Print the data below again in full, exactly as it stands, with no images.

MATERIAL TO PROCESS:
________________

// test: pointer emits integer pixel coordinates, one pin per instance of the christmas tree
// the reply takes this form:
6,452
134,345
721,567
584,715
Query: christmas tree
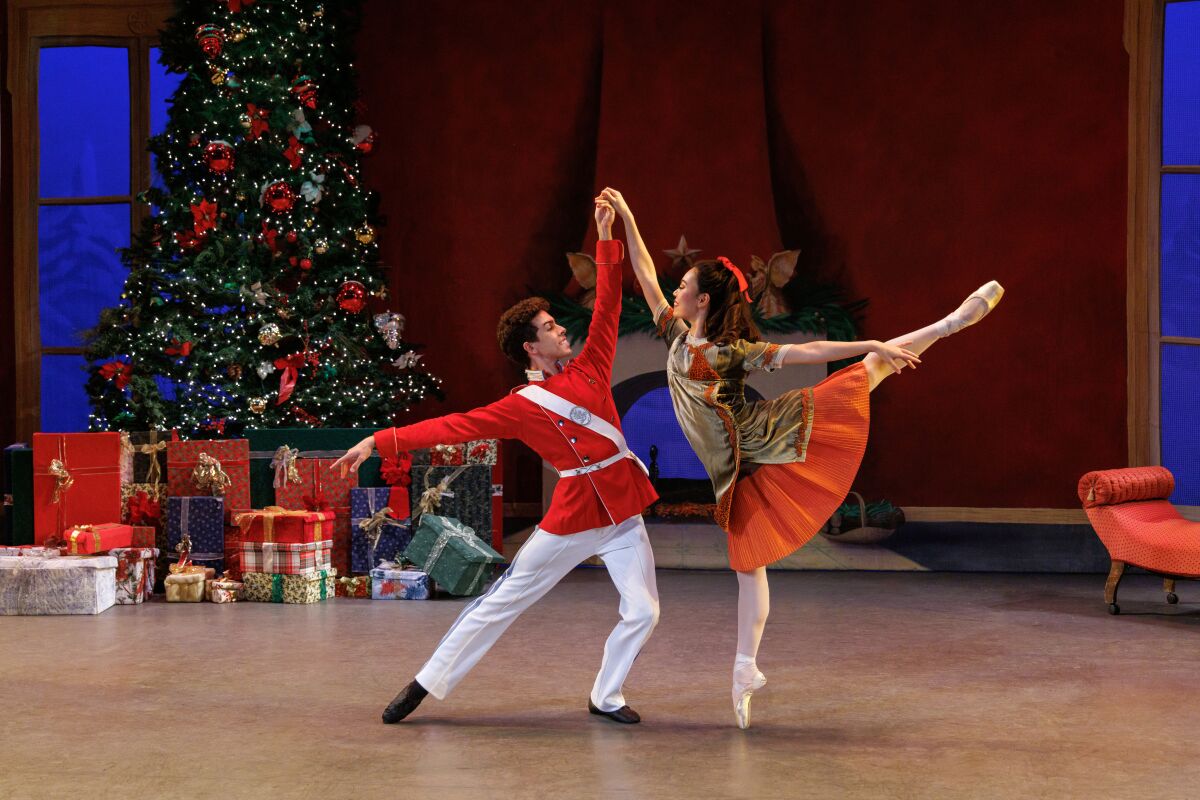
250,287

________________

EXERCISE ANSWER:
// test: pointer emits integer pixel coordinates, one pin per instance of the christmas tree
// the reply takes this form:
6,452
134,345
721,567
584,715
Query: christmas tree
250,287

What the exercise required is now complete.